Exercício 1 » Retorne, sem alterações, cada linha abaixo que contenha a string "long".

Texto »
%%
A imagem do atentado ao Hotel Canal, em 2003, em Bagdá, foi uma das mais chocantes imagens da Guerra no Iraque. Não apenas custou a vida de 22 pessoas como também foi um dos raros – e tristes – momentos em que funcionários da ONU, que negociavam a paz, foram alvo de terroristas. Naquela tarde de agosto, depois de cerca de 3 horas aguardando socorro, o representante especial das Nações Unidas no país, o brasileiro Sergio Vieira de Mello, foi uma das vítimas fatais. Ele ficou preso nos destroços e quem acompanhou a cobertura do conflito, praticamente acompanhou sua agoniante morte pela televisão. A organização extremista Al Qaeda assumiu a responsabilidade pelo ocorrido e afirmou que Mello era o alvo principal do ataque.
Sérgio Vieira de Mello era um funcionário de carreira com mais de 30 anos de experiência na ONU e, na época, era visto como o possível sucessor de Kofi Annan na Secretaria Geral das Nações Unidas. Foi Annan que enviou Mello como representante da ONU em Kosovo, mais tarde foi no Timor-Leste, onde ficou 4 anos no cargo de administrador de transição, que ele se destacou. Sua incrível história ganhou relevância ainda maior com sua trágica morte e o filme da Netflix, Sergio, estrelado por Wagner Moura e Ana de Armas, reconta parte dela.
%%
Linhas de dados »
%%
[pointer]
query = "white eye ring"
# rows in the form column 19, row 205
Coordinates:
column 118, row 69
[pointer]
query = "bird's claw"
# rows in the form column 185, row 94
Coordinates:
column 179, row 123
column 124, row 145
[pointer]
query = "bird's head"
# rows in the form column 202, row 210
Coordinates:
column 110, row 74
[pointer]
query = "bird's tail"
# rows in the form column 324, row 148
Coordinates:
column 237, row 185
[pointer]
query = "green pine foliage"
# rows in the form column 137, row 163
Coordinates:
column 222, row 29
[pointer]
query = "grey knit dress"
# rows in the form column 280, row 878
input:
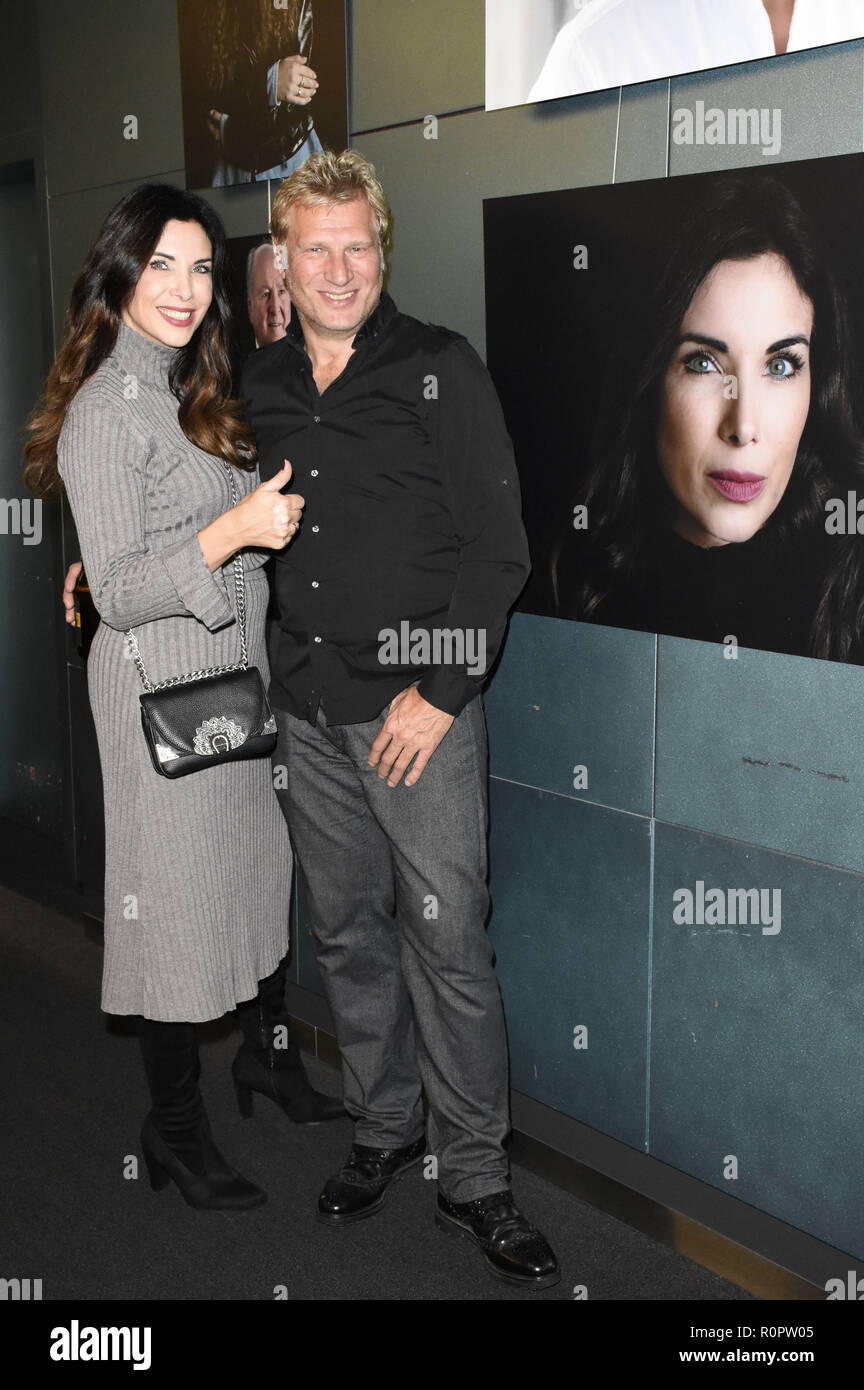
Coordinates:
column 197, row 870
%%
%%
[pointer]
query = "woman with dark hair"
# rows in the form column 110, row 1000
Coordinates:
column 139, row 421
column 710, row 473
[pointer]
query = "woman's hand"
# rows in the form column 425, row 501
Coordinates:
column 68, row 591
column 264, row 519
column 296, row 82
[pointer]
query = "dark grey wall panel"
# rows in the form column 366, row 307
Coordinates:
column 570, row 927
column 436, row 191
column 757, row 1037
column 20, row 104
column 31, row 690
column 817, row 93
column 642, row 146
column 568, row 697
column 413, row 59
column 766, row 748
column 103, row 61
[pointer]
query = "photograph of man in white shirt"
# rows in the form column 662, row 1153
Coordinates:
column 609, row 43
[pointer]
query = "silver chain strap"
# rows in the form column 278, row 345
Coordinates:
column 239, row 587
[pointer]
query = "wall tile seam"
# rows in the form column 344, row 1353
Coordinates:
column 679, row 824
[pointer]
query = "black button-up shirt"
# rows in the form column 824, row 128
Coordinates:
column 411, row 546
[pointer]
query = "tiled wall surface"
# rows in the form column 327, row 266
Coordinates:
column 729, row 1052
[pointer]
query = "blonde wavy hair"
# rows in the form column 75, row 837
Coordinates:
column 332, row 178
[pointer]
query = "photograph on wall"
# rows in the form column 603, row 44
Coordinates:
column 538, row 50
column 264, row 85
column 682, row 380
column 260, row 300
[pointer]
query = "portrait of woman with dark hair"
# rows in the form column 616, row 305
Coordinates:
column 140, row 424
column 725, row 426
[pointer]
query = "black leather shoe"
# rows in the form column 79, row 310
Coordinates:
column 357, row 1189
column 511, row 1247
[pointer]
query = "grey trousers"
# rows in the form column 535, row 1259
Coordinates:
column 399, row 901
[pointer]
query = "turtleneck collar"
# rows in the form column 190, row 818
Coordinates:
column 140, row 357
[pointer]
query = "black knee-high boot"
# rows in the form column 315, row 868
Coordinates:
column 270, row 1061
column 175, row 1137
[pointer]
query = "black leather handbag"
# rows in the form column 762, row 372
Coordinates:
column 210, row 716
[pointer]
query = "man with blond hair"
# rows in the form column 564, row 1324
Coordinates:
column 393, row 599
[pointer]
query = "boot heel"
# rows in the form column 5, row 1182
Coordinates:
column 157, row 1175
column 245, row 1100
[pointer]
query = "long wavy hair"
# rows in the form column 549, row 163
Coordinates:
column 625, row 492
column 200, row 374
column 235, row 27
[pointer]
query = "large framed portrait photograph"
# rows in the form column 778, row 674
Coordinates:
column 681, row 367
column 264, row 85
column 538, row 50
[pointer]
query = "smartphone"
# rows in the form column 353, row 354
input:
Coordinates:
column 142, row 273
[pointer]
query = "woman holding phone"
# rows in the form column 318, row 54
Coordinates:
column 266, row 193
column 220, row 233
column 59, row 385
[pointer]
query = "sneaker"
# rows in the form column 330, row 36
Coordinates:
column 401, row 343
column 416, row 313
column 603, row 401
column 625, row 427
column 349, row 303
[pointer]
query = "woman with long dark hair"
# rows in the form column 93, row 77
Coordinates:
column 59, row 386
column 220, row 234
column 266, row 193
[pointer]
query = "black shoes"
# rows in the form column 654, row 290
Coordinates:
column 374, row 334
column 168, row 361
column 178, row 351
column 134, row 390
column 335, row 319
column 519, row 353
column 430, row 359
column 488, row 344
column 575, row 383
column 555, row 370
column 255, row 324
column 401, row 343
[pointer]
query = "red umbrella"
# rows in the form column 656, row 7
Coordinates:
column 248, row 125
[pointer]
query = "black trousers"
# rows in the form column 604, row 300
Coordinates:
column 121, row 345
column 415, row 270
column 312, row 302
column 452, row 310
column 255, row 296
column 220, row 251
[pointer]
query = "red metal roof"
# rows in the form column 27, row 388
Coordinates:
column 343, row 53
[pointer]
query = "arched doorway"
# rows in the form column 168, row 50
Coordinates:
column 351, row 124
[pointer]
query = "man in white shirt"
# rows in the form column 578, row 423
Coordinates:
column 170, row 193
%%
Exercício 2 » Imprima o trecho do texto sobre Sergio Vieira de Mello que começa em "Sérgio Vieira de" e termina em "reconta parte dela.".

Resposta 1 »
query = "long wavy hair"
query = "woman with long dark hair"

Resposta 2 »
Sérgio Vieira de Mello era um funcionário de carreira com mais de 30 anos de experiência na ONU e, na época, era visto como o possível sucessor de Kofi Annan na Secretaria Geral das Nações Unidas. Foi Annan que enviou Mello como representante da ONU em Kosovo, mais tarde foi no Timor-Leste, onde ficou 4 anos no cargo de administrador de transição, que ele se destacou. Sua incrível história ganhou relevância ainda maior com sua trágica morte e o filme da Netflix, Sergio, estrelado por Wagner Moura e Ana de Armas, reconta parte dela.